*** PROVIDED RECORDS Section Begins ***

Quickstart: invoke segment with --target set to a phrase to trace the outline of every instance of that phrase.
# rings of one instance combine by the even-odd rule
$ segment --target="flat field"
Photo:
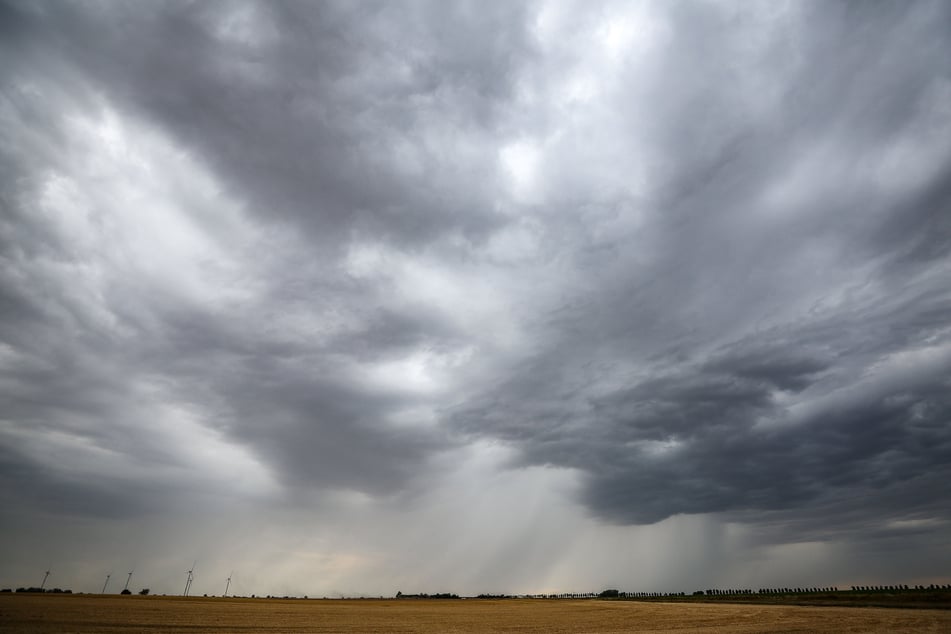
[[[951,632],[949,610],[571,600],[0,595],[0,632]]]

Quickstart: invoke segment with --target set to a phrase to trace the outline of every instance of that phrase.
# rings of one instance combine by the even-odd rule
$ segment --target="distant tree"
[[[128,588],[123,588],[122,592],[120,592],[119,594],[132,594],[132,590],[129,590]]]
[[[620,593],[617,590],[615,590],[614,588],[611,588],[608,590],[602,590],[601,594],[599,594],[598,596],[601,597],[602,599],[616,599],[619,594]]]
[[[148,593],[149,593],[148,588],[142,588],[141,590],[139,590],[139,594],[141,594],[143,597],[147,595]]]

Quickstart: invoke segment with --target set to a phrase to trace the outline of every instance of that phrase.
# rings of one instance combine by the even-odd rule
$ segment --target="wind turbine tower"
[[[111,577],[111,576],[112,576],[112,573],[111,573],[111,572],[106,575],[106,582],[105,582],[104,584],[102,584],[102,592],[100,592],[99,594],[105,594],[105,593],[106,593],[106,586],[109,585],[109,577]]]
[[[126,577],[126,579],[125,579],[125,587],[123,588],[123,590],[128,590],[128,589],[129,589],[129,582],[132,581],[132,573],[133,573],[133,572],[135,572],[135,568],[133,568],[132,571],[129,573],[129,576]]]
[[[50,576],[50,571],[49,571],[49,568],[47,568],[47,569],[46,569],[46,574],[43,575],[43,583],[40,584],[40,590],[42,590],[44,587],[46,587],[46,580],[49,578],[49,576]]]
[[[231,571],[231,574],[228,575],[228,583],[225,584],[225,594],[224,594],[224,596],[228,596],[228,588],[231,587],[231,575],[233,575],[233,574],[234,574],[234,570],[232,570],[232,571]]]
[[[184,592],[183,594],[184,594],[186,597],[188,596],[188,591],[189,591],[189,590],[191,589],[191,587],[192,587],[192,580],[194,579],[194,577],[192,576],[192,572],[194,572],[195,566],[196,566],[197,564],[198,564],[198,560],[196,559],[196,560],[195,560],[195,563],[192,564],[191,570],[188,571],[188,577],[185,579],[185,592]]]

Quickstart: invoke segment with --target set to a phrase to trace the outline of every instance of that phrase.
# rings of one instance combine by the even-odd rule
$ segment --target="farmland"
[[[0,632],[949,632],[932,609],[600,600],[0,595]]]

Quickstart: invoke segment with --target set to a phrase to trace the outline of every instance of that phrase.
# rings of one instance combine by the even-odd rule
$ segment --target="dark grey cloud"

*** PROVIDED RECORDS Section Ends ***

Keep the pictures out and transcribe the entries exactly.

SOLUTION FOR THIS EXERCISE
Quickstart: invoke segment with --target set to a phrase to trace the outline of every instance of that phrase.
# rings of one instance combine by the even-odd rule
$ segment --target="flat field"
Photo:
[[[951,632],[949,610],[571,600],[0,595],[0,632]]]

Quickstart: invoke segment with --target set to a phrase to trace the outline of every instance of that phrase.
# rings of one instance combine by the even-odd rule
$ segment --target="distant tree"
[[[128,588],[123,588],[122,592],[120,592],[119,594],[132,594],[132,590],[129,590]]]
[[[620,593],[617,590],[615,590],[614,588],[611,588],[608,590],[602,590],[601,594],[599,594],[598,596],[601,597],[602,599],[616,599],[619,594]]]
[[[148,593],[149,593],[148,588],[142,588],[141,590],[139,590],[139,594],[141,594],[143,597],[147,595]]]

Quickstart: invoke segment with --target set to a phrase to trace the outline of every instance of that phrase.
# rings of one instance combine by the even-odd rule
$ segment --target="wind turbine tower"
[[[111,577],[111,576],[112,576],[112,573],[111,573],[111,572],[106,575],[106,582],[105,582],[104,584],[102,584],[102,592],[100,592],[99,594],[105,594],[105,593],[106,593],[106,586],[109,585],[109,577]]]
[[[126,577],[126,579],[125,579],[125,587],[123,588],[123,590],[128,590],[128,589],[129,589],[129,582],[132,581],[132,573],[133,573],[133,572],[135,572],[135,568],[133,568],[132,571],[129,573],[129,576]]]
[[[50,576],[50,571],[49,571],[49,568],[47,568],[47,569],[46,569],[46,574],[43,575],[43,583],[40,584],[40,590],[42,590],[44,587],[46,587],[46,580],[49,578],[49,576]]]
[[[231,571],[231,574],[228,575],[228,583],[225,584],[225,594],[224,594],[224,596],[228,596],[228,588],[231,587],[231,575],[233,575],[233,574],[234,574],[234,570],[232,570],[232,571]]]
[[[184,592],[183,594],[184,594],[186,597],[188,596],[188,591],[189,591],[189,590],[191,589],[191,587],[192,587],[192,580],[194,579],[194,577],[192,576],[192,572],[194,572],[195,566],[196,566],[197,564],[198,564],[198,560],[196,559],[196,560],[195,560],[195,563],[192,564],[191,570],[188,571],[188,577],[185,579],[185,592]]]

Quickstart: invoke segment with --target set to a phrase to trace the outline of every instance of that phrase.
# rings of one instance combine by the even-odd rule
$ segment --target="farmland"
[[[0,632],[949,632],[932,609],[600,600],[0,595]]]

Quickstart: invoke segment with --target set to a phrase to trace the outline of every instance of that phrase.
# rings of one instance combine by the even-odd rule
$ segment --target="dark grey cloud"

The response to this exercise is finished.